====== SUPPLIED RECORDS ======

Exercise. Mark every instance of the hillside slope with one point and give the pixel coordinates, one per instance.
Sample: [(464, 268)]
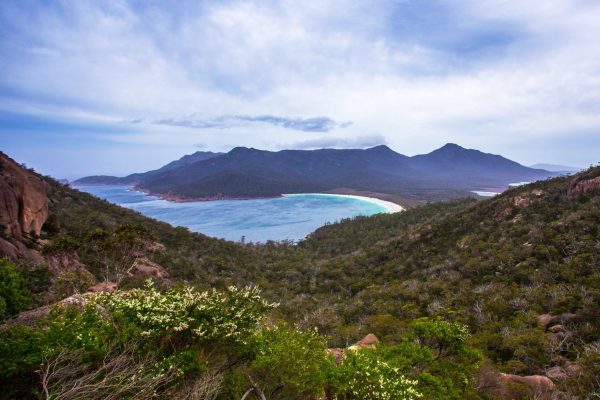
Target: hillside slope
[(521, 270), (448, 172)]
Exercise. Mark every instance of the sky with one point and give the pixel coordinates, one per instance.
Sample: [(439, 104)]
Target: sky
[(114, 87)]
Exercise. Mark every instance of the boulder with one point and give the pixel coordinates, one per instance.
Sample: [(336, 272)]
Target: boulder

======

_TASK_
Please update the data above by replacing "pixel coordinates" with "image coordinates" everywhere it appears, changing nothing else. Leave the pictures out of your answer.

_EXERCISE RESPONSE_
Exercise. Mark every instance of the hillside slope with one point and give the image coordinates, one per instance.
Sample: [(464, 268)]
Target: hillside slope
[(521, 270), (448, 172)]
Exercise. Mark every instance of the sky with one point and give the image coordinates, one per instance.
Sample: [(439, 104)]
Target: sky
[(114, 87)]
Exercise. Mark every instance of the boulder with one point and give the image coordinates, one per instance.
Sample: [(336, 272)]
Target: boulder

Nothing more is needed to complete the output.